Tanpa cahaya, tak mungkin terlukis dunia. Tanpa cahaya, tak mungkin terlukis alam semesta. Tanpa cahaya tak terlukis pula keindahan cinta. Tanpa cahaya, dunia hanya bisa diraba namun tak bisa diterjemahkan kata. Tanpa cahaya, hidup pun tak bermakna. Tanpa cahaya, tak ada cinta. Cahaya adalah karunia Tuhan yang begitu berharga. Cahaya adalah tanda cinta Allah untuk kita.

Jumat, 06 Juli 2018

Aku Urang Banjar


Aku bangga sebagai orang Banjar, suku asli yang tinggal di bagian selatan Pulau Kalimantan. Islam mengakar kuat di sini. Banyak ulama yang terlahir di tanah Banjar. Salah satunya adalah Syaikh Muhammad Arsyad Al-Banjary, pengarang kitab Sabilal Muhtadin. Tanah Banjar juga merupakan kelahiran salah seorang pahlawan nasional yang terkenal dengan mottonya saat melawan penjajah “haram manyarah waja sampai kaputing”, yaitu Pangeran Antasari.
Sejak berdirinya Kerajaan Banjar pada abad ke-16, Kalimantan Selatan menjadi salah satu titik kekuatan Islam yang tak mudah ditembus kristenisasi. Wasiat ulama-ulama Banjar terdahulu pun dipegang teguh oleh generasi penerusnya sampai sekarang. Islam benar-benar dijaga dan tidak mudah dilecehkan di sini.
Westernisasi memang terus dilakukan musuh-musuh Islam di berbagai tempat, tidak terkecuali di Kalimantan Selatan. Mereka tidak bisa langsung berhadapan dengan Islam. Cara yang paling jitu adalah dengan merusak generasi mudanya, menjauhkan mereka dari agama. Ini memang mengkhawatirkan. Namun, saat ini benteng keislaman yang dibangun ulama-ulama Banjar masih cukup kuat untuk menahan gempuran westernisasi tersebut.

Data deteksi objek
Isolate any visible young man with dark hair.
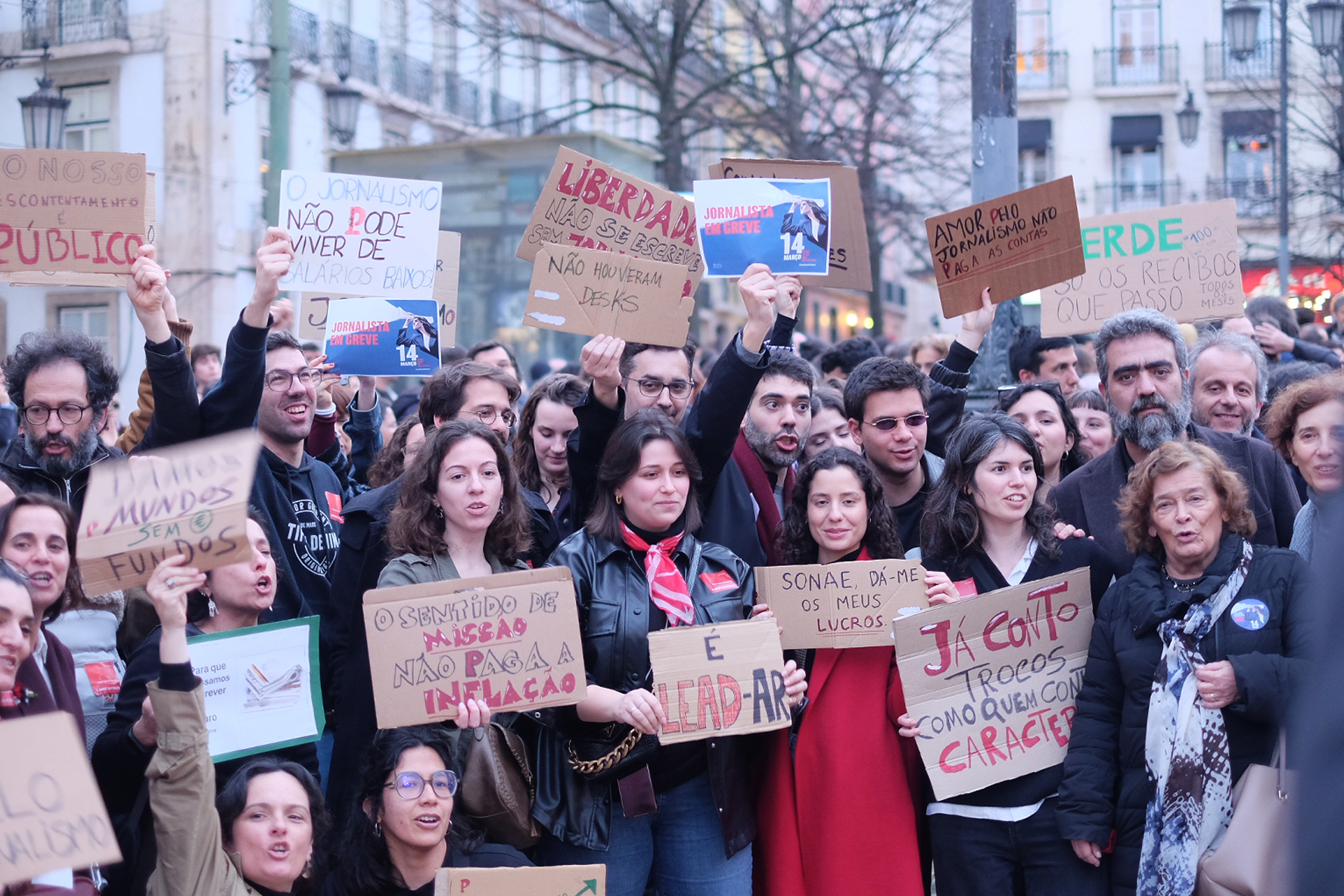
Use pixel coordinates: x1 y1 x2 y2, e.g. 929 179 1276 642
1008 326 1079 399
1050 309 1301 575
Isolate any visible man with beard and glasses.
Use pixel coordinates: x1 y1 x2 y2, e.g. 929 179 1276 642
1051 309 1301 575
0 246 201 516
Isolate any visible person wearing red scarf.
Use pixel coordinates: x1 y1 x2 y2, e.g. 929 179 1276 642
754 447 925 896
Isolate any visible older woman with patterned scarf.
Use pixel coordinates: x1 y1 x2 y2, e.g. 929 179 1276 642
1058 442 1309 896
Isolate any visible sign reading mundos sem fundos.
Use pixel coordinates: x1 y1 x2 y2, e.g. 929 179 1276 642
279 170 443 298
1041 199 1246 336
925 177 1084 317
0 712 121 885
79 430 261 594
0 149 148 274
364 567 587 728
649 618 793 744
518 146 705 296
755 560 929 650
894 568 1093 799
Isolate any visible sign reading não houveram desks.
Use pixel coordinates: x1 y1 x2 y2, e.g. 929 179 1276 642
1041 199 1246 336
364 567 587 728
755 560 929 650
894 567 1093 799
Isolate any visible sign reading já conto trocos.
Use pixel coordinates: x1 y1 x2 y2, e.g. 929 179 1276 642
364 567 587 728
649 618 792 744
1041 199 1246 336
755 560 929 650
894 567 1093 799
279 170 443 298
79 430 261 594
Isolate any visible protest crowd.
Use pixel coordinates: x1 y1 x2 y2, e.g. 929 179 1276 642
0 163 1344 896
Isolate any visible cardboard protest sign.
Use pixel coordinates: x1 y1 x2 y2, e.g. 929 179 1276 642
523 246 695 348
1041 199 1246 336
695 177 832 277
710 158 873 291
755 560 929 650
298 230 462 350
187 617 327 761
0 712 121 887
364 567 587 728
0 149 152 275
649 618 792 744
894 567 1093 799
925 177 1084 317
79 430 261 594
322 298 438 376
434 865 606 896
279 170 443 298
518 146 705 296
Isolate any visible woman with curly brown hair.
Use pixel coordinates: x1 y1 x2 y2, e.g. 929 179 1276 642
755 447 923 896
1056 442 1309 896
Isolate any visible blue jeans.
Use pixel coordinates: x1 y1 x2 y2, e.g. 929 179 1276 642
929 797 1110 896
537 773 751 896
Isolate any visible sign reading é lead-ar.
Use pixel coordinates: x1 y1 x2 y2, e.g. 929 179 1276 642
1041 199 1246 336
894 567 1093 799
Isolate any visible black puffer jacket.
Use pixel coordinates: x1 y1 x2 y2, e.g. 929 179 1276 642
528 530 759 856
1058 534 1311 889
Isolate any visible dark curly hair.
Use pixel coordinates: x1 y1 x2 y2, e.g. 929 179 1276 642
513 373 587 493
3 329 121 415
919 412 1059 558
776 447 906 565
387 421 532 565
329 726 484 896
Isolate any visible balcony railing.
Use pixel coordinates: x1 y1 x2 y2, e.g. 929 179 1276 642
1017 50 1069 90
490 90 523 137
443 71 481 125
1093 47 1180 87
21 0 128 50
1204 40 1278 81
1097 180 1180 215
1209 177 1280 218
327 21 378 85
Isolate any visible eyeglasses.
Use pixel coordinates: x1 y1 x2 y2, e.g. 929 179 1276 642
625 378 695 399
464 407 518 426
23 404 93 426
266 367 319 392
864 414 929 433
383 768 457 799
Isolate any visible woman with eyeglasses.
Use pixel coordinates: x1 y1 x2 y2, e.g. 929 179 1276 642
999 383 1084 493
898 414 1114 896
532 409 807 896
754 447 925 896
324 725 532 896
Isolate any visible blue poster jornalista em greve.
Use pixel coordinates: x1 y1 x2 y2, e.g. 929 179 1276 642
695 177 833 277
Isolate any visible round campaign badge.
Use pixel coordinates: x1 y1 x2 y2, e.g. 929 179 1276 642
1233 598 1269 631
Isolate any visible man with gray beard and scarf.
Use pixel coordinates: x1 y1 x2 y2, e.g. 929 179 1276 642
1051 309 1301 577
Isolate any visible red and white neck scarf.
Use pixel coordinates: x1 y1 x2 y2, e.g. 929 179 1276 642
621 523 695 626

## SOAL LATIHAN
(a) Jawab pertanyaan berikut berdasarkan teks tentang orang Banjar.
(i) Siapa pengarang kitab Sabilal Muhtadin?
(ii) Pada abad ke berapa Kerajaan Banjar berdiri?
(iii) Apa cara yang disebut paling jitu oleh musuh-musuh Islam?
(b) Ubah baris data mulai dari baris yang memuat "Isolate any visible woman with eyeglasses." hingga baris yang memuat "695 177 833 277" dengan mengganti "Use pixel coordinates" menjadi "Give pixel coordinates", tanpa perubahan lain. Tuliskan hanya baris-baris tersebut.

## JAWABAN LATIHAN
(a)
(i) Syaikh Muhammad Arsyad Al-Banjary.
(ii) Abad ke-16.
(iii) Merusak generasi mudanya dan menjauhkan mereka dari agama.

(b)
Isolate any visible woman with eyeglasses.
Give pixel coordinates: x1 y1 x2 y2, e.g. 929 179 1276 642
999 383 1084 493
898 414 1114 896
532 409 807 896
754 447 925 896
324 725 532 896
Isolate any visible blue poster jornalista em greve.
Give pixel coordinates: x1 y1 x2 y2, e.g. 929 179 1276 642
695 177 833 277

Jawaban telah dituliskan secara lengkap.